EXERCISE INPUT>
____
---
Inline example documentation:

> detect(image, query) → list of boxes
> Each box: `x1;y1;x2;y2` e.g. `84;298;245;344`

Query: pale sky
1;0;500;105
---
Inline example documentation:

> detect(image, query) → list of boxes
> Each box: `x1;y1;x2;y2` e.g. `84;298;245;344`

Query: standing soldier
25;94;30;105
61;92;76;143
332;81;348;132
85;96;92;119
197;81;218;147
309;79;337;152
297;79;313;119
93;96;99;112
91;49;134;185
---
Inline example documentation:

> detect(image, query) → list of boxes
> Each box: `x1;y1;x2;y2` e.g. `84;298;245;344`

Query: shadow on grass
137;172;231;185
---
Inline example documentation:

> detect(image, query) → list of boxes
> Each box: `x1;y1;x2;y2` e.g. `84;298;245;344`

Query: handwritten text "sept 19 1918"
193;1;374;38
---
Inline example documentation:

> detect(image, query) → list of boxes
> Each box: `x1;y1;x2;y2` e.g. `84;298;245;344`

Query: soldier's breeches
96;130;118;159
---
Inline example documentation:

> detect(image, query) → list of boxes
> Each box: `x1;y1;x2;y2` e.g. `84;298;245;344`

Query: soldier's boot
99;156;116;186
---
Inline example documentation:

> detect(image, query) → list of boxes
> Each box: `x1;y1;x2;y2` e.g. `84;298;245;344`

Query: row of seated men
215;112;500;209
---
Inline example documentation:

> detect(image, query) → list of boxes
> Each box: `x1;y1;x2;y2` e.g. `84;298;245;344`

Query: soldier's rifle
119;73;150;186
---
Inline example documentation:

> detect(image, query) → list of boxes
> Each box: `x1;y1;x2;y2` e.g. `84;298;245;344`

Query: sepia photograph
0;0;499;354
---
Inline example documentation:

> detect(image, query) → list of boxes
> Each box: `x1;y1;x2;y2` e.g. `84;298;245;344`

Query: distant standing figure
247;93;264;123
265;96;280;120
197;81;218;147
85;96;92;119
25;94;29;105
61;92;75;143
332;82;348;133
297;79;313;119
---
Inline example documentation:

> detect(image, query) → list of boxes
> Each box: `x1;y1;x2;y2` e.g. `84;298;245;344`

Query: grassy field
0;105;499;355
____
THE TASK>
Word for word, output all of the material above.

RESPONSE BELOW>
---
Inline example documentation:

> detect(image, query) → list of boxes
> Each box: `x1;y1;x2;y2` e.g. `84;298;245;344`

Query: pale sky
1;0;500;105
---
Inline example documentation:

> detect(image, query) → list of boxes
> Each box: `x1;y1;x2;y2` e.g. `84;298;245;344`

Query: standing soldier
25;94;30;105
61;92;76;143
332;81;348;132
85;96;92;119
197;81;218;147
309;79;337;152
297;79;313;119
93;96;99;112
91;49;134;185
---
Inline example documentation:

> detect(image, query) → list of boxes
> Each box: `x1;y1;x2;y2` e.g. `84;298;245;344`

Query: shadow on grass
137;172;231;185
---
Inline example documentation:

> detect(image, query) → list of boxes
> Each box: `x1;y1;x2;y2` e.g. `84;298;245;344`

Query: handwritten text "sept 19 1918"
193;1;374;38
---
Inline example documentation:

> detect(image, query) → list of boxes
> Each box: `x1;y1;x2;y2` e.g. `84;298;245;344`

Query: soldier's breeches
96;130;118;159
---
Inline example documentation:

> detect(image, query) → list of boxes
> Each box: `x1;y1;x2;y2` e.g. `84;298;245;344`

Query: soldier's boot
99;156;116;186
---
Inline example documentation:

> detect(image, query) → list of boxes
> Each box: `x1;y1;x2;y2` e.g. `84;298;245;344`

Query: row of seated men
215;112;500;209
---
Inline example documentation:

> detect(image, query) → list of boxes
> Each box: `x1;y1;x2;y2` e.g. `84;298;245;344`

Query: soldier's rifle
119;73;150;186
---
Inline example documentation:

> detect(image, query) → list of boxes
> Each box: `x1;y1;x2;y2` e.g. `84;298;245;344`

Query: sepia photograph
0;0;499;354
---
Inline example documentation:

> detect(image, query) → list of boxes
> Each box: `x1;y1;x2;y2` e.g. `84;298;245;344`

Query: distant standing figure
247;93;264;123
265;96;280;120
197;81;218;147
85;96;92;119
25;94;29;105
61;92;75;143
332;82;348;133
297;79;313;119
---
Inline example documentation:

> detect(image, query) → list of boxes
> Each box: `x1;y1;x2;y2` e.g. `84;298;245;344`

Query: grassy field
0;105;499;355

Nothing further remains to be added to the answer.